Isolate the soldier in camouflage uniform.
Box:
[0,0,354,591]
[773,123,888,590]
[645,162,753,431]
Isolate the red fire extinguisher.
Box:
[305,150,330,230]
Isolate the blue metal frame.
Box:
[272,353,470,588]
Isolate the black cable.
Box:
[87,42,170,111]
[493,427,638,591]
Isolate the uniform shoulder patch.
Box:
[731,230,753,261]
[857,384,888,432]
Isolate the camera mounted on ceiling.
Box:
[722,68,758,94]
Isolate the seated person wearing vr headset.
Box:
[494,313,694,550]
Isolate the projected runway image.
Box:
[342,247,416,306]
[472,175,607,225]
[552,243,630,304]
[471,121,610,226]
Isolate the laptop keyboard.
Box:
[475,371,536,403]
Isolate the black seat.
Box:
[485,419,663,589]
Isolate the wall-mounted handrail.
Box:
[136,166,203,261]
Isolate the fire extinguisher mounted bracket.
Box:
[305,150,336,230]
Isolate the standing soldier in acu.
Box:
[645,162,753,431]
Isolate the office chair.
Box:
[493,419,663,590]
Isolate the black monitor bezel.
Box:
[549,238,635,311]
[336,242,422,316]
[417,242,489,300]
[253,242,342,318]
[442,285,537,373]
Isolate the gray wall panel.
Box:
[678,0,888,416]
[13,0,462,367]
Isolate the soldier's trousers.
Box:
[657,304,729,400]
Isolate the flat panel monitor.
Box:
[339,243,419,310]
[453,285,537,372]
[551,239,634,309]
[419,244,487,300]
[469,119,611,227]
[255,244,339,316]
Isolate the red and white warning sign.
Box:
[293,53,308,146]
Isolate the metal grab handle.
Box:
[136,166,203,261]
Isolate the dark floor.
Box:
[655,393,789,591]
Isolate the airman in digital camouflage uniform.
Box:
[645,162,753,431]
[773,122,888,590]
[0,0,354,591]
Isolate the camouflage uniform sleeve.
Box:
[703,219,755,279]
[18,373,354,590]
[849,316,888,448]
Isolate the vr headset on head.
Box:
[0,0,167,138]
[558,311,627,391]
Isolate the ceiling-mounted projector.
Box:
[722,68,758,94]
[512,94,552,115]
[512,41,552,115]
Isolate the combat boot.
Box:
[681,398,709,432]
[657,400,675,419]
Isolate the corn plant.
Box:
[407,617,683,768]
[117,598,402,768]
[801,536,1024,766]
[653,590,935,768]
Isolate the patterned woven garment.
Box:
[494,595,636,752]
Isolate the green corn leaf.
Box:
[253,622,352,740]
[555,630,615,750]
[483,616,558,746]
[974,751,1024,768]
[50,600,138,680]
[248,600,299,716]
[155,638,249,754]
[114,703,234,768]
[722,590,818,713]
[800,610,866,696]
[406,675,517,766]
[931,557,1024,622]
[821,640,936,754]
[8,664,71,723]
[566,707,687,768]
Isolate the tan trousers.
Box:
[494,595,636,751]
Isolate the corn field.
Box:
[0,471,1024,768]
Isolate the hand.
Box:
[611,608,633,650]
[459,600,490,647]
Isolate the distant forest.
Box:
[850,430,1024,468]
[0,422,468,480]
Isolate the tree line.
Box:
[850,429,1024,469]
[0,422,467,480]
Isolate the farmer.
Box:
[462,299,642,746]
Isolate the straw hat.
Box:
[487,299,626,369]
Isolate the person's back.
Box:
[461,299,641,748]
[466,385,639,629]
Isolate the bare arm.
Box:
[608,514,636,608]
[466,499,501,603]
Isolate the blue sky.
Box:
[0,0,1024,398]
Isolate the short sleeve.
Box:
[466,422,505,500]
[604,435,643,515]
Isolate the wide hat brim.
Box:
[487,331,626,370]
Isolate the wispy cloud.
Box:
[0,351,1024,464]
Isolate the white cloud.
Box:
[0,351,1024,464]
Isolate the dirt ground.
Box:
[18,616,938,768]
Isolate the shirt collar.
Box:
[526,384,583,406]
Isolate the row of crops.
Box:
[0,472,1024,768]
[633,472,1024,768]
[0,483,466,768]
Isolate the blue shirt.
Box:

OBJECTIVE - Can you copy out all of the records above line for line, with every word and number unchanged?

PROBLEM SOLUTION -
Isolate the soldier in camouflage uniform.
Box:
[0,0,354,591]
[773,123,888,590]
[645,162,753,431]
Isolate the red fire extinguisher.
Box:
[305,150,330,230]
Isolate the blue metal frame.
Box:
[272,353,470,588]
Isolate the black cable.
Box:
[87,42,170,111]
[493,427,638,591]
Isolate the uniform shoulder patch.
Box:
[731,230,753,261]
[857,384,888,432]
Isolate the camera mounted on ceiling.
Box:
[722,68,758,94]
Isolate the seated person wearing vr headset.
Box:
[494,313,694,550]
Isolate the projected runway image.
Box:
[342,247,416,306]
[472,175,607,225]
[552,243,630,304]
[471,121,610,226]
Isolate the laptop keyboard.
Box:
[475,371,536,403]
Isolate the black seat.
Box:
[485,419,663,589]
Isolate the wall-mounted handrail.
Box:
[136,166,203,261]
Isolate the fire extinguisher mounted bracket.
Box:
[305,150,336,230]
Isolate the standing soldier in acu.
Box:
[645,162,753,431]
Isolate the office chair.
Box:
[493,419,663,590]
Isolate the black monitor bezel.
Box:
[549,238,635,311]
[336,242,422,316]
[417,242,489,300]
[253,242,342,318]
[442,285,537,373]
Isolate the gray wall panel.
Box:
[678,0,888,416]
[13,0,462,367]
Isolate the soldier's trousers.
Box:
[657,304,729,400]
Isolate the flat panel monitor.
Box:
[339,243,419,310]
[453,285,537,372]
[551,239,634,309]
[419,244,487,300]
[469,119,611,227]
[255,244,339,316]
Isolate the red and white warning sign.
Box:
[293,53,308,146]
Isolate the metal grab handle.
Box:
[136,166,203,261]
Isolate the dark floor.
Box:
[655,393,789,591]
Isolate the airman in digital camouflage uniform.
Box:
[645,162,753,431]
[773,122,888,590]
[0,0,354,591]
Isolate the camouflage uniform sleeve.
Box:
[703,219,755,279]
[18,373,354,590]
[849,316,888,448]
Isolate the vr headset on head.
Box:
[0,0,167,138]
[558,311,627,391]
Isolate the ceiling-mounted projector.
Box:
[722,68,758,94]
[512,94,552,115]
[512,41,552,115]
Isolate the combat boot.
Box:
[681,398,709,432]
[657,400,675,419]
Isolate the corn plant.
Box:
[407,617,683,768]
[117,598,402,768]
[801,536,1024,766]
[653,590,935,768]
Isolate the patterned woven garment.
Box:
[494,595,636,752]
Isolate the green corn leaf.
Box:
[253,622,352,740]
[555,630,615,750]
[483,616,558,746]
[974,751,1024,768]
[50,600,138,680]
[248,600,299,716]
[155,638,249,754]
[114,703,234,768]
[722,590,818,713]
[800,610,866,696]
[406,675,517,766]
[931,557,1024,622]
[821,640,936,754]
[8,664,71,723]
[566,707,687,768]
Isolate the tan trousers.
Box:
[494,595,636,751]
Isolate the corn field.
Box:
[0,471,1024,768]
Isolate the hand.
Box:
[611,608,633,650]
[459,600,490,647]
Isolate the distant forest.
Box:
[850,430,1024,468]
[0,422,468,480]
Isolate the tree line.
Box:
[850,429,1024,469]
[0,422,467,480]
Isolate the farmer.
Box:
[462,299,642,746]
Isolate the straw hat.
Box:
[487,299,626,369]
Isolate the person's back.
Box:
[461,299,641,748]
[466,385,639,629]
Isolate the bare arm.
Box:
[608,514,636,608]
[466,499,501,603]
Isolate the blue sky.
Box:
[0,0,1024,398]
Isolate the short sleeve.
Box:
[466,422,505,500]
[604,435,643,515]
Isolate the wide hat brim.
Box:
[487,331,626,370]
Isolate the wispy cloud.
Box:
[0,351,1024,464]
Isolate the white cloud.
Box:
[0,351,1024,464]
Isolate the dirt ground.
Box:
[18,616,938,768]
Isolate the shirt collar.
Box:
[526,384,583,406]
Isolate the row of crops.
Box:
[0,472,1024,768]
[633,472,1024,768]
[0,483,466,768]
Isolate the blue shirt.
Box:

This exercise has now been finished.